* BEGIN SOURCE EXTRACT *
Actually, has anyone looked into re-writing the udev configs so that IDE devices retain their hdx names under libata?

I am still using the BLK_DEV IDE drivers because I don't want my IDE drives being named sdx (That, and there is no real advantage moving to libata for IDE devices to make me want to).

In my mythical ideal world, we'd have hdx (IDE), sdx (SCSI), stx (SATA) and ubx (USB) and all the 'x' numbers would be assigned by port, not order-plugged-in, as it is with usb and libata...

----------

## agent_jdh

 *Cyker wrote:*   

> Actually, has anyone looked into re-writing the udev configs so that IDE devices retain their hdx names under libata?
> 
> I am still using the BLK_DEV IDE drivers because I don't want my IDE drives being named sdx (That, and there is no real advantage moving to libata for IDE devices to make me want to).
> 
> In my mythical ideal world, we'd have hdx (IDE), sdx (SCSI), stx (SATA) and ubx (USB) and all the 'x' numbers would be assigned by port, not order-plugged-in, as it is with usb and libata...
* END SOURCE EXTRACT *
* BEGIN STORED ROWS *
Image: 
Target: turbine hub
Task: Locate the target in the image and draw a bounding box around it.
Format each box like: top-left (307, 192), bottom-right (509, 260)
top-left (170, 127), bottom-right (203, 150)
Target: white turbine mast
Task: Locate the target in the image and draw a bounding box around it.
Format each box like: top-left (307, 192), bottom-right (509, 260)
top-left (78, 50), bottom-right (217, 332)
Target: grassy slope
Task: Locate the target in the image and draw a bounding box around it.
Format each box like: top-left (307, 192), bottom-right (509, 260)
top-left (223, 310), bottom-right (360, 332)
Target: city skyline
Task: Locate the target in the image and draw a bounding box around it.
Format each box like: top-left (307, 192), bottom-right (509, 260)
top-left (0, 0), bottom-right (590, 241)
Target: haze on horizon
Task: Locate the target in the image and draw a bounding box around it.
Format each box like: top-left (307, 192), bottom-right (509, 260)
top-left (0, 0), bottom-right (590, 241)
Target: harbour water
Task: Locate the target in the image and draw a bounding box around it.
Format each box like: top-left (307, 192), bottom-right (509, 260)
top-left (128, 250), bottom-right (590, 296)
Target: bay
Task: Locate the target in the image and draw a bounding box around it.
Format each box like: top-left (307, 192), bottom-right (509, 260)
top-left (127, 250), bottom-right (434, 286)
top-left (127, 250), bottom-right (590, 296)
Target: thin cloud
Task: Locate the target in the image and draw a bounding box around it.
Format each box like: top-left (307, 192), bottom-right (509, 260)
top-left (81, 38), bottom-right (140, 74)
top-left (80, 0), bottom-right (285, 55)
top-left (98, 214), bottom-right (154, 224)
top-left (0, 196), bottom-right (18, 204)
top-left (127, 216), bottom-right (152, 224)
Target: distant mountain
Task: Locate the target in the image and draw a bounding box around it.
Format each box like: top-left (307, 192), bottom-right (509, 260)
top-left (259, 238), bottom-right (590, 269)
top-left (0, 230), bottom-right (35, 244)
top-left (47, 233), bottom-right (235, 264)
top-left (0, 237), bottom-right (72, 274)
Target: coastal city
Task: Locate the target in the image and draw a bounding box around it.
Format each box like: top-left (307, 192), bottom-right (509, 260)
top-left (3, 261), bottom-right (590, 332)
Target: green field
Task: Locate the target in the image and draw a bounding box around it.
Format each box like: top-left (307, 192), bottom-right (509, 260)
* END STORED ROWS *
Could you quote the forum thread above about IDE drive naming under libata in full, word for word?

ANSWER TO THE PROBLEM:
Actually, has anyone looked into re-writing the udev configs so that IDE devices retain their hdx names under libata?

I am still using the BLK_DEV IDE drivers because I don't want my IDE drives being named sdx (That, and there is no real advantage moving to libata for IDE devices to make me want to).

In my mythical ideal world, we'd have hdx (IDE), sdx (SCSI), stx (SATA) and ubx (USB) and all the 'x' numbers would be assigned by port, not order-plugged-in, as it is with usb and libata...

----------

## agent_jdh

 *Cyker wrote:*   

> Actually, has anyone looked into re-writing the udev configs so that IDE devices retain their hdx names under libata?
> 
> I am still using the BLK_DEV IDE drivers because I don't want my IDE drives being named sdx (That, and there is no real advantage moving to libata for IDE devices to make me want to).
> 
> In my mythical ideal world, we'd have hdx (IDE), sdx (SCSI), stx (SATA) and ubx (USB) and all the 'x' numbers would be assigned by port, not order-plugged-in, as it is with usb and libata...